TAREFAS DO EXERCÍCIO:
- A) No texto sobre a linguagem da fitossociologia, de quantos nomes específicos se fala para descrever a diversidade das plantas vasculares de Portugal ao nível da espécie?
- B) Continue o texto sobre a linguagem da fitossociologia a partir da última frase apresentada.

TEXTO PARA LER:
==========

O problema é que esta opacidade da linguagem conduz ao isolamento científico e o isolamento científico conduz à cristalização de ideias e de conceitos e ao definhar progressivo da disciplina que se isola. Quando foi a últimas vez que a fito-sociologia produziu um artigo científico de interesse geral? Isto é, um artigo publicado numa revista científica de âmbito alargado como seja a PNAS, Science ou Nature?
Há quem afirme, entre colegas da ecologia, que a fito-sociologia nem sequer é uma ciência, sendo apenas uma técnica de descrição que requer conhecimentos especializados. Este debate "ciência vs. não ciência" tem obviamente dimensões semânticas e filosóficas que extravasam o âmbito deste blog mas a questão de fundo é que a fito-sociologia se tem vindo a isolar das outras disciplinas da ecologia e isso tem levado ao seu definhamento progressivo. A opacidade da linguagem é um dos sintomas desse isolamento. O outro é o protecionismo cujas intervenções do Pedro, o Jorge e o Carlos parecem ser disso exemplo.
Henrique, pego na tua mensagem de 2-III 18:08, para te dizer que a discussão aberta em blogues e afins dá origem a muito mal entendido porque não nos olhamos olhos nos olhos, e não se captam entoações da voz ou trejeitos corporais. Umas vezes deteta-se a ironia, outras vezes não. E as causas destes equívocos tanto estão do lado do emissor como do recetor, acredita.
Não faz, obviamente, sentido encher um livrinho para utilizadores do território com um discurso ininteligível para não especialistas. Estamos de acordo. Para este tipo de leitores é sempre possível descrever o coberto vegetal e a sua dinâmica com uma linguagem acessível. Quando tal não acontece ou os autores não sabem o que estão a dizer, ou nunca orientaram visitas de campos ou falaram para plateias de entusiastas. É assim com a ciência da vegetação, é assim com qualquer outra ciência. Se assim não fosse o “Discovery Chanel” não existira, ou, recorrendo ao teu exemplo, o Carl Sagan não teria ficado nas história como divulgador de ciência. Se os autores do dito livro queriam mostrar sapiência escolheram a plateia errada e expuseram-se ao que não queriam. Não sei de que livro falamos, e muitos menos quem são os seus autores. Aliás não quero saber, porque, pelos vistos, estamos utilizá-lo como exemplo de uma questão que atravessa horizontalmente todas as ciências: a necessidade de modular a linguagem em função do consumidor de ciência.
Miguel, a complexidade da terminologia fitossociológica está a par, e tem as mesmas causas, da eutaxonomia. Assim como não posso escapar a cerca de 4100 nomes específicos (e a muitos mais sinónimos, multiplica pelo menos por 4) para descrever as diversidade das plantas vasculares de Portugal à escala da espécie, não posso evitar uma vasta massa de nomes para descrever, ao pormenor, o seu coberto vegetal (em fitossociologia os nomes das comunidades vegetais e das categorias de vegetação superiores são construídos a partir dos nomes latinos das plantas).

==========

DADOS DISPONÍVEIS:
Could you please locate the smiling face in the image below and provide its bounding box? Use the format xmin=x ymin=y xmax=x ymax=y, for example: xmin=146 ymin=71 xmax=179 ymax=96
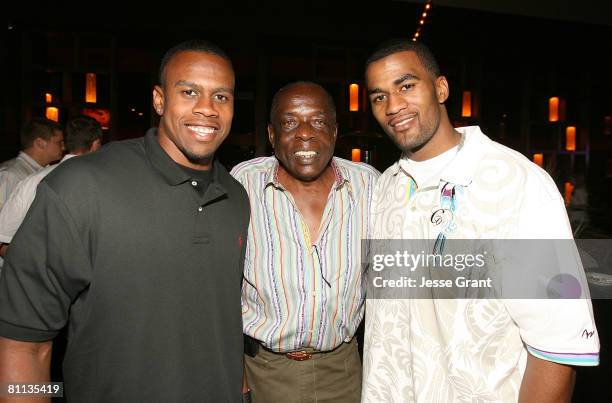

==========

LISTA DE RESPOSTAS:
- A) Cerca de 4100 nomes específicos.

- B)
Uma vez um professor universitário de biologia disse-me que lhe chegavam os nomes lineanos e acusava, meio a sério meio a brincar, os sistemáticas de falta de seriedade. Para um utilizador corrente da taxonomia botânica até é capaz bastar o género, e seguir a ideias de Tournefort, recuando ao céc. XVII. Mas há uma realidade superior que o taxonomista não pode escamotear: o mundo das plantas é intrinsecamente diverso. O cientista de vegetação enfrenta o mesmo problema. A “não proporcionalidade [da fitossociologia] à complexidade da matéria em causa” é a tua opinião, não a minha.
Miguel, o argumento da PNAS, da Science ou da Nature é injusto, e tu sabe-lo. Não faltam exemplos de ciências (ou sub-ciências) que não publicam neste tipo de revistas. Mas qualquer paper na Science et al. não é o produto de uma ciência, é uma soma de saberes, de métodos, de ciências, muitos deles considerados como marginais, pouco reconhecidos, que não perdem por isso a sua indispensabilidade. Neste tipo de discussão lembro-me sempre do Michael Barbour que embora seja um cientista de vegetação – dos que dedicam a sua vida descrever o coberto vegetal e a descortinar os seus padrões (com o método fitossociológico, diga-se) – e não escreva nas revistas do top da SCI, é professor na Universidade da Califórnia, almoça à mesa com prémios Nobel e não tem o emprego em risco.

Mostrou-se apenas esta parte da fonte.